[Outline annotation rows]
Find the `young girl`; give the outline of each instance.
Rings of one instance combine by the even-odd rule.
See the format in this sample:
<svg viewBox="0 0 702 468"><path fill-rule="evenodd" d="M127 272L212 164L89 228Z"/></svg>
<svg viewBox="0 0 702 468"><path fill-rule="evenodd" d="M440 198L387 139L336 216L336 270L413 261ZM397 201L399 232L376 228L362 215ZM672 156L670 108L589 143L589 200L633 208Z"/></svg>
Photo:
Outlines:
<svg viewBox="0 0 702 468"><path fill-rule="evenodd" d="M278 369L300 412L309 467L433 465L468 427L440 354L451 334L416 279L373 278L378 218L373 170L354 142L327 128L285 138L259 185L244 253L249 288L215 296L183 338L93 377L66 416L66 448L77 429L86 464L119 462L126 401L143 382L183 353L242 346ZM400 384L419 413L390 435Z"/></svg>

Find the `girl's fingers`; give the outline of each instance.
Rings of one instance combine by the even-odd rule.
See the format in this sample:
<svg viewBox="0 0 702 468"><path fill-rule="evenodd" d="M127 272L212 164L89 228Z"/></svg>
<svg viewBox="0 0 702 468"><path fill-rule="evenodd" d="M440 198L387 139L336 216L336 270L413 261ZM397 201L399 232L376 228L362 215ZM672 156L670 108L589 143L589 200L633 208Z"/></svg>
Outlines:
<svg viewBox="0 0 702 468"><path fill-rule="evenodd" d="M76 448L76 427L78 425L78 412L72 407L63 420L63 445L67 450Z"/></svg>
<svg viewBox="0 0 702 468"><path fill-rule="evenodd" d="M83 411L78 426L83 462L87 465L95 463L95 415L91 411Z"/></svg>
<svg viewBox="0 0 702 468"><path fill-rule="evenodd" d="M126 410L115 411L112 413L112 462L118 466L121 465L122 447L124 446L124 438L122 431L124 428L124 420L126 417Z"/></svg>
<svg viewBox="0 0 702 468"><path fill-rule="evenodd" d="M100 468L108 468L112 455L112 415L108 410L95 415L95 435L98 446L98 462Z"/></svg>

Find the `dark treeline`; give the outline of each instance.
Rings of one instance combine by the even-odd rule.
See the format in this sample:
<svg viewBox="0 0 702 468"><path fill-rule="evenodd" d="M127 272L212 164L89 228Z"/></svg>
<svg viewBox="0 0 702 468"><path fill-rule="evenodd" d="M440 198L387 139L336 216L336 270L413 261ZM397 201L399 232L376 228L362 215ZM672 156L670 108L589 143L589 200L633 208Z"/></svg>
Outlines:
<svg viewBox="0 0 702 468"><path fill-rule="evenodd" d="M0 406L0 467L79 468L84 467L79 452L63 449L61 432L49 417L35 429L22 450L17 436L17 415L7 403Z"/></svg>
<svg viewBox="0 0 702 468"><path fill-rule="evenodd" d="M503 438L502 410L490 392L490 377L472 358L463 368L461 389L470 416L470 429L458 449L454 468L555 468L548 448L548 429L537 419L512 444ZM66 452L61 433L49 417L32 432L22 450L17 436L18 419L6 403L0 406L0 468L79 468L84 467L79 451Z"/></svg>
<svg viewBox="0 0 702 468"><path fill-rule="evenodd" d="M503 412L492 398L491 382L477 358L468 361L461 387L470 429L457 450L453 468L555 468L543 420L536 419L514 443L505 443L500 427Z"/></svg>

GIVEN PROBLEM: Can you convert every one of the rows above into a two-column CSV with the headers "prompt" and "outlines"? Each request should get one line, with its text and its answer each in a single quoted field and line breaks replaced by spaces.

IN RESPONSE:
prompt,outlines
"Find the `young girl`; give the outline of each instance. Rings of one instance combine by the even-odd rule. See the format in this sample: <svg viewBox=""0 0 702 468""><path fill-rule=""evenodd"" d=""M127 272L212 164L89 228Z""/></svg> <svg viewBox=""0 0 702 468""><path fill-rule=""evenodd"" d=""M440 198L387 139L336 216L336 270L413 261ZM397 201L399 232L376 228L362 215ZM672 156L670 108L589 143L589 200L633 208Z""/></svg> Photo: Outlines:","<svg viewBox=""0 0 702 468""><path fill-rule=""evenodd"" d=""M278 369L300 412L309 467L433 465L468 427L440 354L451 334L416 279L373 278L378 218L373 170L354 142L327 128L285 138L259 185L244 253L249 288L215 296L183 338L93 377L66 416L66 448L77 429L86 464L119 462L126 401L143 382L183 353L242 346ZM400 384L419 413L390 435Z""/></svg>"
"Find the `girl's fingers`; give the outline of each instance. Rings of one instance combine by the even-odd rule. See the format in this sample: <svg viewBox=""0 0 702 468""><path fill-rule=""evenodd"" d=""M127 272L212 164L89 228Z""/></svg> <svg viewBox=""0 0 702 468""><path fill-rule=""evenodd"" d=""M440 198L387 139L336 216L336 270L413 261ZM397 201L399 232L376 228L362 215ZM672 156L670 108L589 143L589 200L633 208Z""/></svg> Outlines:","<svg viewBox=""0 0 702 468""><path fill-rule=""evenodd"" d=""M76 448L76 427L78 425L78 412L72 407L63 420L63 445L67 450Z""/></svg> <svg viewBox=""0 0 702 468""><path fill-rule=""evenodd"" d=""M83 411L78 426L83 462L87 465L95 463L95 415L91 411Z""/></svg> <svg viewBox=""0 0 702 468""><path fill-rule=""evenodd"" d=""M126 410L115 411L112 413L112 462L118 466L121 465L122 447L124 446L124 438L122 431L124 428L124 420L126 417Z""/></svg> <svg viewBox=""0 0 702 468""><path fill-rule=""evenodd"" d=""M100 468L108 468L112 455L112 415L108 410L95 415L95 435L98 446L98 462Z""/></svg>"
"Find the `dark treeline`; give the outline of each instance. Rings of one instance combine by the even-odd rule. See the format in this sample: <svg viewBox=""0 0 702 468""><path fill-rule=""evenodd"" d=""M127 272L212 164L89 228Z""/></svg> <svg viewBox=""0 0 702 468""><path fill-rule=""evenodd"" d=""M440 198L387 139L336 216L336 270L413 261ZM397 201L399 232L376 228L362 215ZM672 156L670 108L589 143L589 200L633 208Z""/></svg> Outlines:","<svg viewBox=""0 0 702 468""><path fill-rule=""evenodd"" d=""M0 406L0 467L79 468L84 467L79 452L63 449L61 432L49 417L35 429L22 450L17 436L17 415L7 403Z""/></svg> <svg viewBox=""0 0 702 468""><path fill-rule=""evenodd"" d=""M503 438L502 410L490 392L490 377L472 358L463 368L461 389L470 416L470 429L458 449L454 468L555 468L548 448L548 429L537 419L512 444ZM66 452L61 433L49 417L32 432L22 450L17 436L18 419L6 403L0 406L0 468L79 468L84 467L79 451Z""/></svg> <svg viewBox=""0 0 702 468""><path fill-rule=""evenodd"" d=""M503 412L492 398L491 382L477 358L468 361L461 387L470 429L457 450L453 468L555 468L543 420L536 419L514 443L505 443L500 427Z""/></svg>"